→ **TASK ITEM**: Each record that follows should be repeated exactly, minus any images.

Dataset items
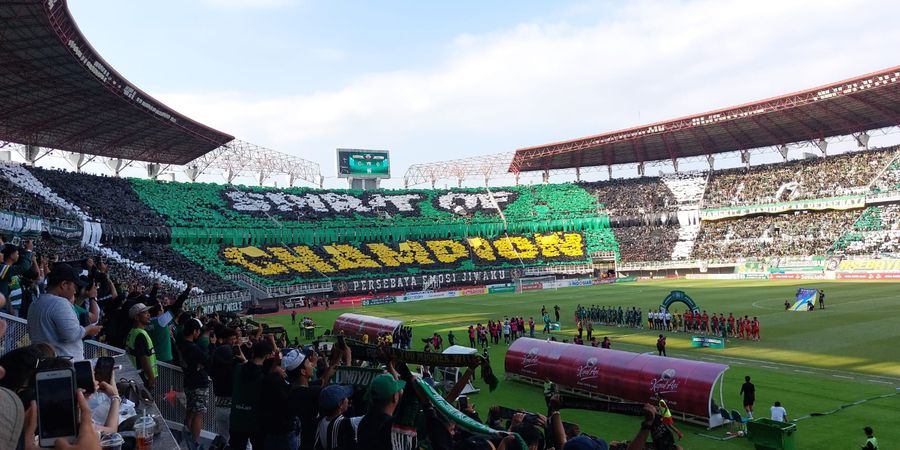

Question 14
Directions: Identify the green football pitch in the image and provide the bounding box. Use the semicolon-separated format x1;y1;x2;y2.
259;279;900;449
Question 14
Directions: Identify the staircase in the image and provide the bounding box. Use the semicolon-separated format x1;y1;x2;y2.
661;172;708;260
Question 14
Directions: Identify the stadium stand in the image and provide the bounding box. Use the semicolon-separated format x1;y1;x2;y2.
704;148;899;208
692;209;860;259
832;205;900;255
28;166;167;226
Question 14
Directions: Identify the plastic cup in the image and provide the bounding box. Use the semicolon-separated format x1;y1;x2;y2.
100;432;124;450
133;416;155;450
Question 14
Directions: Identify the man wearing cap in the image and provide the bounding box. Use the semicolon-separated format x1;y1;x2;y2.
315;384;360;450
27;263;101;359
180;318;211;450
0;240;32;315
356;373;406;450
126;302;157;390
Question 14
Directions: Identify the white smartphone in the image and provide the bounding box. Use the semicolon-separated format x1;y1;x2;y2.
35;368;78;447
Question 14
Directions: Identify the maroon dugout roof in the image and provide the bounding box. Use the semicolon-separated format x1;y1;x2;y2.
511;66;900;172
0;0;234;165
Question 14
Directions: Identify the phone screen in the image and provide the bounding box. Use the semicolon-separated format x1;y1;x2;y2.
458;396;468;410
94;357;114;385
73;361;95;394
37;373;77;442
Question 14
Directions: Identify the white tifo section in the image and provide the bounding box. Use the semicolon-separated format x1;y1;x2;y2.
88;245;196;294
0;161;194;293
662;172;707;260
0;162;88;219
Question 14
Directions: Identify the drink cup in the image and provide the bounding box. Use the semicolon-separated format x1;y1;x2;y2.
133;416;155;450
100;432;124;450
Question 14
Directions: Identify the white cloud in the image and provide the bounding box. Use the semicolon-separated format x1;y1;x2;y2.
159;0;900;187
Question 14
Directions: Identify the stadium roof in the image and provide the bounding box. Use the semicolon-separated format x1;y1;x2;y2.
510;66;900;172
0;0;234;165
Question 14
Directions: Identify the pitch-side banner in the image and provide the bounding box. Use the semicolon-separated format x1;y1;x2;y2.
505;338;728;418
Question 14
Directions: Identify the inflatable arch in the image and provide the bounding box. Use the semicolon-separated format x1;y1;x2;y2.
661;290;700;314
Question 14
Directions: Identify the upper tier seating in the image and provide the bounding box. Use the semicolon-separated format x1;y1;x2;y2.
704;147;899;207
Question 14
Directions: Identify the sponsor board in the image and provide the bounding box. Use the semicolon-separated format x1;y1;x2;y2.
740;273;769;280
836;272;900;280
398;290;459;303
361;296;397;307
461;287;487;296
768;273;801;280
488;285;516;294
521;283;543;292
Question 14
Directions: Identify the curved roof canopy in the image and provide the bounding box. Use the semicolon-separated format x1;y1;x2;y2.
511;66;900;172
0;0;234;165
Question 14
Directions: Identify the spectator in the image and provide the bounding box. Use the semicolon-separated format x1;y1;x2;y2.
180;318;211;450
770;401;787;422
146;283;191;364
230;339;275;450
27;264;101;359
1;240;33;315
210;326;244;443
315;384;360;450
356;373;406;450
261;353;299;450
125;302;157;390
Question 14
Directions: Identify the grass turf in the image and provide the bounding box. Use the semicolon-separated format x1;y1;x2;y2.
259;279;900;449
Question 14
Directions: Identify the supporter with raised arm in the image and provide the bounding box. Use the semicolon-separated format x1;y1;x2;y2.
1;240;33;315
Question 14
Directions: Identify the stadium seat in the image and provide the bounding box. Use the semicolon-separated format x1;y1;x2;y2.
730;409;750;433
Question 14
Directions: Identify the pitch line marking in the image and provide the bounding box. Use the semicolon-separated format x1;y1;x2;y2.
832;375;854;379
868;379;891;384
794;370;816;374
761;365;779;370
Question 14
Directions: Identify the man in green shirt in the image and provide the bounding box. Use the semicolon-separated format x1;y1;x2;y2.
861;426;878;450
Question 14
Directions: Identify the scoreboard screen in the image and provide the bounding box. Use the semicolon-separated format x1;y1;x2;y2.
337;149;390;178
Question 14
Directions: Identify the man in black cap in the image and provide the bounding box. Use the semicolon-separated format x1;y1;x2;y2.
26;263;100;359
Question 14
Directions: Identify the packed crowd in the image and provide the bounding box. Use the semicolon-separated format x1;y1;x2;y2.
28;166;167;227
612;226;679;262
691;209;859;259
833;205;900;255
108;242;238;294
0;259;680;450
704;147;899;208
581;177;678;216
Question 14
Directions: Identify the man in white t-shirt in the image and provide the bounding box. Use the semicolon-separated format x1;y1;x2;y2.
770;401;788;422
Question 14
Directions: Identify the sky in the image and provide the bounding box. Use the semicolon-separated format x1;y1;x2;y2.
52;0;900;188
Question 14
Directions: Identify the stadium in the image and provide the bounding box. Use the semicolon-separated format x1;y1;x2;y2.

→ **EXERCISE RESPONSE**:
Question 14
Directions: Identify the green football pitch in the image and provide the bounding box. Use the semicolon-separated format x1;y1;x2;y2.
259;279;900;449
Question 14
Directions: Identify the staircase in the image and provide the bounding box. Use the semicolon-separated format x1;y1;x2;y2.
661;172;708;260
Question 14
Directions: Identify the stadium stand in the image and provide the bounding box. Use the semicolon-separated format x1;y1;x2;y2.
704;148;899;208
692;209;860;259
832;205;900;255
28;166;167;226
Question 14
Directions: Identify the plastic cup in the image and provide the bounding box. Use the semicolon-separated format x1;y1;x2;y2.
100;432;124;450
133;416;155;450
Question 14
Directions: Identify the man wearing cap in the image and provide the bounding box. Use the semicolon-separated format x1;y1;x2;y2.
315;384;360;450
27;263;101;359
180;318;211;450
0;240;32;315
356;373;406;450
126;302;157;390
Question 14
Directions: Identify the white smartphone in the image and provide the bounding box. Use the semicolon-separated format x1;y1;x2;y2.
35;368;78;447
Question 14
Directions: Identify the maroon dugout roof in the image and provide the bounding box. Use the semicolon-separated format x1;y1;x2;y2.
511;66;900;172
0;0;234;165
Question 14
Directions: Identify the phone screen in the image and provide the bounding box. Use the semicolon-separated format x1;y1;x2;y2.
458;396;468;410
94;357;114;385
73;361;95;394
37;373;77;442
Question 14
Directions: Identify the white tifo section in the image and provide the bounding box. Use the semicolon-separated format x1;y1;x2;y2.
88;245;196;294
0;161;194;293
662;172;707;260
0;162;88;219
Question 14
Directions: Identify the drink cup in the image and provide the bounding box. Use the semicolon-separated format x1;y1;x2;y2.
133;416;155;450
100;432;124;450
Question 14
Directions: Identify the white cloud in the image and provide the bounding box. Use the semicolon-separated format x1;y1;x2;y2.
159;0;900;187
Question 14
Directions: Identify the stadium roof in the image and provide the bounding box. Use the semicolon-separated format x1;y1;x2;y2.
510;66;900;172
0;0;234;165
Question 14
Directions: Identify the pitch-side banner in the image and provide the bounding box. Use the semicolon-separated format x1;y1;x2;y2.
505;338;728;418
Question 14
Directions: Identify the inflatable arch in the image and provide the bounding box. Use the semicolon-separated format x1;y1;x2;y2.
661;290;700;314
Question 14
Directions: Identify the upper tier seating in the image and provide the bounding box. Use the semicolon-separated format x1;y1;x2;y2.
704;147;899;207
Question 14
Directions: Identify the sponsor board in the image and provide the bounding box. Use the semicolon-separated format x1;y1;x2;y2.
740;273;769;280
836;272;900;280
398;290;459;303
361;296;397;307
461;287;487;296
768;273;801;280
488;285;516;294
521;283;543;292
Question 14
Directions: Identify the curved roof canopy in the image and provide the bounding box. Use the semicolon-separated format x1;y1;x2;y2.
511;66;900;172
0;0;234;165
Question 14
Directions: Identify the spectator in the image and provide the bounding box. Use the semicolon-separated format x1;y1;x2;y2.
180;318;211;450
770;401;787;422
146;283;191;364
230;339;275;450
27;264;101;359
1;240;33;315
210;326;244;443
315;384;360;450
356;373;406;450
261;353;299;450
125;302;157;390
Question 14
Directions: Identify the grass turf in the image and provide the bounding box. Use the semicolon-separated format x1;y1;x2;y2.
259;279;900;449
Question 14
Directions: Identify the supporter with raised arm in the image and provide the bounding box. Use the semicolon-separated format x1;y1;x2;y2.
1;240;33;315
Question 14
Directions: Identify the stadium seat in the image and provide the bounding box. Use the semicolon-separated format x1;y1;x2;y2.
730;409;750;433
Question 14
Directions: Identify the pitch line marking in the image and provide the bounding box. Use the semicolon-separated format x1;y1;x2;y2.
832;375;854;379
868;379;891;384
794;370;816;374
761;365;779;370
Question 14
Directions: Identify the man in green shirt in the image and provide the bounding box. Use the semicolon-separated format x1;y1;x2;y2.
861;426;878;450
Question 14
Directions: Identify the scoreboard screen in the image and provide the bounding box. Use the semicolon-separated format x1;y1;x2;y2.
337;149;390;178
Question 14
Directions: Identify the man in black cap in the image and provide the bounding box. Use the semicolon-separated format x1;y1;x2;y2.
26;263;100;359
Question 14
Directions: Identify the packed crowd in the image and provide the bounding box. Use the semicolon-separated format x1;y1;x2;y2.
28;166;167;227
612;226;679;262
691;209;859;259
833;205;900;255
108;242;238;294
0;259;680;450
704;147;899;208
581;177;678;216
Question 14
Directions: Identify the man in white t-shirt in the image and provide the bounding box. Use the semicolon-separated format x1;y1;x2;y2.
770;401;788;422
Question 14
Directions: Identify the sky in the image and provide the bounding box. Use the semicolon-separated format x1;y1;x2;y2.
52;0;900;188
Question 14
Directions: Identify the stadium in the image and provide the bounding box. Use the semicolon-separated format x1;y1;x2;y2.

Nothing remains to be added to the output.